## [Request]
Rewrite the material from the line that has "# point at: white motorboat" through its end, putting "rock face" in place of "cliff face" and changing nothing else.

## [Data excerpts]
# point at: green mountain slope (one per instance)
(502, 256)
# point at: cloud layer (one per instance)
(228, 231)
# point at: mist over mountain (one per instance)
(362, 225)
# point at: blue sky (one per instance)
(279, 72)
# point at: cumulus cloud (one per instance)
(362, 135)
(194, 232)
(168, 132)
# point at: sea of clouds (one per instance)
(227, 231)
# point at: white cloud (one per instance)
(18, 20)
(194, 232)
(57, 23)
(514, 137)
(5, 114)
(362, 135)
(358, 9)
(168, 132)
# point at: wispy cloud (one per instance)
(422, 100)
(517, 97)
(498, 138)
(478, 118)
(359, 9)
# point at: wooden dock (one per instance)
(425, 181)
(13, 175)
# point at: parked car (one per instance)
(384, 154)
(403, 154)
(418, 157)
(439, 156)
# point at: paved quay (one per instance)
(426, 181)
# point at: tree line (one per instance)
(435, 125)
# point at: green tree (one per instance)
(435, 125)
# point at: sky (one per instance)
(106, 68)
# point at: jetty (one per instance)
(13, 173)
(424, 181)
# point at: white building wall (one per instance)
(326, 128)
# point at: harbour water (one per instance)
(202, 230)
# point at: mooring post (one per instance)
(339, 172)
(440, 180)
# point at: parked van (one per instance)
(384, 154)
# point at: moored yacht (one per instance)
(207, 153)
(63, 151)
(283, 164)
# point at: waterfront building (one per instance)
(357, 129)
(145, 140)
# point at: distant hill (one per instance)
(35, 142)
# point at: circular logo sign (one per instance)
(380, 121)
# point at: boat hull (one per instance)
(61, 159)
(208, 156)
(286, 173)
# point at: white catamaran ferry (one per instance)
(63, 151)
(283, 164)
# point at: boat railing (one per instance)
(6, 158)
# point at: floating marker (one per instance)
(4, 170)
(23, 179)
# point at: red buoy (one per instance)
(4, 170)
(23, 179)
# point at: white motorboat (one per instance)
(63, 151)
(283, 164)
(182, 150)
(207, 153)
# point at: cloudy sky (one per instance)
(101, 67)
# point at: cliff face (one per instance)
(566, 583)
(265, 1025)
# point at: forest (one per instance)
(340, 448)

## [Response]
# point at: white motorboat (one per instance)
(63, 151)
(283, 164)
(182, 150)
(207, 153)
# point at: cloudy sky (one per instance)
(101, 67)
# point at: rock face (one per instance)
(566, 583)
(265, 1025)
# point at: forest (one per instance)
(340, 448)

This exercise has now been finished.